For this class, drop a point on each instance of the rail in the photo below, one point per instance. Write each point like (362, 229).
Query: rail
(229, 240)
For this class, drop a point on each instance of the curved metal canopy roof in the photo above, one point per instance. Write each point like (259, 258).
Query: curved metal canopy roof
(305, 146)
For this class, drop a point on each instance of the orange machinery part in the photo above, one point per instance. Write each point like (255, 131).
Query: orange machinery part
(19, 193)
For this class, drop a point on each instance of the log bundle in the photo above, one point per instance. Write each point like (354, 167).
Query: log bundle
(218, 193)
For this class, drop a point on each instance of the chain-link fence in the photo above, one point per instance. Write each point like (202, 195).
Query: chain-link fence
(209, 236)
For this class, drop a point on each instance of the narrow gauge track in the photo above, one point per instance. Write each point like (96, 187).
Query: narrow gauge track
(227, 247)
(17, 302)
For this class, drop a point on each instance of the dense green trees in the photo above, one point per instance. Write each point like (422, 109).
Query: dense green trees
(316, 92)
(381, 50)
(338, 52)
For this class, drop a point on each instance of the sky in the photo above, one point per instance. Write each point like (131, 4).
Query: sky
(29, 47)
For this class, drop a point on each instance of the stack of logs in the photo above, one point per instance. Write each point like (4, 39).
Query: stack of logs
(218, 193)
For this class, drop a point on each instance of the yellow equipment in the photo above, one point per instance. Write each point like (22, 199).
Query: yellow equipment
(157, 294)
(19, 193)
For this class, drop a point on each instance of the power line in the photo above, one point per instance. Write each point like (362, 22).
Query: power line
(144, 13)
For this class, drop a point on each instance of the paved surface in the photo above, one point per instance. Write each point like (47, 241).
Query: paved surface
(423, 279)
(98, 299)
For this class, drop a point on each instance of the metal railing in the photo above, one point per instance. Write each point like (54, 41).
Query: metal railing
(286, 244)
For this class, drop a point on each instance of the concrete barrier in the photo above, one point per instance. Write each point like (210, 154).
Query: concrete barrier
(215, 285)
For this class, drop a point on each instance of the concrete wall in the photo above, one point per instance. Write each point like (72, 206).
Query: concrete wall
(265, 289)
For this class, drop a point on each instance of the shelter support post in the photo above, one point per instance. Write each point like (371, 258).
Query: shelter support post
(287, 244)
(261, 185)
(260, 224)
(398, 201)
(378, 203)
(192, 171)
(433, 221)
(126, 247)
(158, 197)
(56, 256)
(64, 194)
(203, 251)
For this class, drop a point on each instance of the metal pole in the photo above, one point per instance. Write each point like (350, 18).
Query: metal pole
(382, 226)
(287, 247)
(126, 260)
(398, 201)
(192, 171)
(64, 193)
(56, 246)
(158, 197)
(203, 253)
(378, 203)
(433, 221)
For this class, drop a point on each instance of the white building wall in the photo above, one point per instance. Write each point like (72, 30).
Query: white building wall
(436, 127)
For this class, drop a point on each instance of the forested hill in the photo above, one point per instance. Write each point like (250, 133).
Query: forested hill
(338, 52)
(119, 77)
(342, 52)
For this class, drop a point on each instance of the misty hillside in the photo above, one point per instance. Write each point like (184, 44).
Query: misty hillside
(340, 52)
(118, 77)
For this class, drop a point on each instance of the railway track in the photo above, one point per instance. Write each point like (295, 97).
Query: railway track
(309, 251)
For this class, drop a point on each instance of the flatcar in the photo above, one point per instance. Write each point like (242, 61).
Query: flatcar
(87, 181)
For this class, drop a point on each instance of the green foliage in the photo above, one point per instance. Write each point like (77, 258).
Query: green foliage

*What to produce:* Word for word, restate the entries that appear above.

*Written answer:*
For this class, drop a point on each instance of the rail in the photo below, one point per instance. Write each point like (362, 229).
Query: rail
(229, 240)
For this class, drop a point on each instance of the curved metal canopy roof in the photo above, one point per instance. Write each point like (259, 258).
Query: curved metal canopy roof
(305, 146)
For this class, drop a point on each instance of the orange machinery part in the photo above, one point per instance. Write each point like (255, 131).
Query: orange machinery part
(19, 193)
For this class, drop a point on each instance of the log bundle in the photo above, one point per instance. Write each point like (354, 167).
Query: log bundle
(218, 193)
For this class, drop a point on each instance of the chain-link fence in the photo above, one point per instance. Write each point like (202, 195).
Query: chain-link fence
(209, 236)
For this class, drop a point on each instance of the narrow gauge track in the photo above, one point per instance. Write each point like (96, 187).
Query: narrow gauge track
(227, 247)
(17, 302)
For this class, drop a point on each instance of the dense green trees in the photo above, one point per instance. Write each point like (422, 109).
Query: dense green trees
(316, 92)
(381, 50)
(338, 52)
For this class, drop a point on each instance of the sky in the photo above, one point per instance. Write each point like (131, 4).
Query: sky
(29, 47)
For this class, drop a point on each instance of the stack of logs in the photo above, one point per instance. Write each point like (4, 39).
Query: stack of logs
(218, 193)
For this class, drop a point on each instance of the yellow equipment in the photo above, one point per instance. Write each point like (22, 199).
Query: yellow equipment
(157, 294)
(19, 193)
For this class, drop a point on each instance of the power line in the photo above, one point per instance. Write each point like (362, 22).
Query: power line
(144, 13)
For this class, drop a point on each instance of the paved surface in the photo above, one point per instance. Write each point like (47, 241).
Query: paved surface
(423, 279)
(98, 299)
For this class, drop a point on each instance of the metal railing in the photo above, one point per instance. Write each point like (54, 41).
Query: metal railing
(286, 244)
For this class, drop a point on each instance of the concrete barrier in the photo above, one point per instance. Write each point like (210, 154).
Query: concrete barrier
(215, 285)
For this class, drop a point on each instance of the concrete wall in the photo above, one point per instance. Write each point like (72, 206).
Query: concrete wall
(265, 289)
For this class, drop a point on each instance of the shelter support post in the photo above, one point per instance. Write each point like (371, 258).
Query: shelter support post
(287, 244)
(261, 185)
(260, 224)
(398, 201)
(378, 203)
(192, 171)
(433, 221)
(126, 247)
(158, 197)
(56, 256)
(64, 194)
(203, 251)
For this class, drop a point on each instance of the metal pole in the photo above, one point per instance. Write each point like (350, 18).
Query: metal pole
(382, 226)
(287, 247)
(126, 260)
(398, 201)
(192, 171)
(64, 193)
(56, 246)
(158, 197)
(203, 253)
(378, 203)
(433, 221)
For this class, drop a point on each instance of the white building wall in the photo above, one point per instance. Write each point like (72, 30).
Query: white building wall
(436, 127)
For this class, drop a point on each instance of the forested hill in the photo above, one point per instance. Write each point like (250, 133).
Query: forested hill
(338, 52)
(119, 77)
(342, 52)
For this class, drop a point on each instance of the misty hillside in the photo above, one point per instance. Write each point like (184, 44).
Query: misty hillside
(340, 52)
(118, 77)
For this class, drop a point on each instance of the railway track in the photo above, one point per instance. Write each point like (295, 97).
Query: railway track
(309, 251)
For this class, drop a point on each instance of the flatcar in the photo above, one point per instance. Write each point like (242, 61).
Query: flatcar
(87, 181)
For this class, drop a point on each instance of the green foliage in the photo above, one point per instance. Write each point like (77, 258).
Query: green foliage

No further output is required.